[RECORDS SHOWN]:

********

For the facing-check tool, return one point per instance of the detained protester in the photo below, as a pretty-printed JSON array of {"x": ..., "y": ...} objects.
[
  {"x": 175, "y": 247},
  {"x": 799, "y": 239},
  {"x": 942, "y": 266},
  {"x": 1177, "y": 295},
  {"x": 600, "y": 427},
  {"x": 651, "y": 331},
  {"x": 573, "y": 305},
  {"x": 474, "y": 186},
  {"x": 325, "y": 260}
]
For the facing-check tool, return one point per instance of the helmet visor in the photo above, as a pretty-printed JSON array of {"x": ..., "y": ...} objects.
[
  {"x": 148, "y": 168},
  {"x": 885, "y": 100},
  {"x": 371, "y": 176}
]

********

Copy out the entries word for word, starting at the line that contains "of the helmet" and continuing through the last line of the entries.

[WRITTEN RESPONSE]:
For the facing-check tool, return one point per instance of the helmet visor in the photo above, as a pretty-printed JSON array of {"x": ..., "y": ...} objects.
[
  {"x": 148, "y": 168},
  {"x": 885, "y": 100},
  {"x": 371, "y": 176}
]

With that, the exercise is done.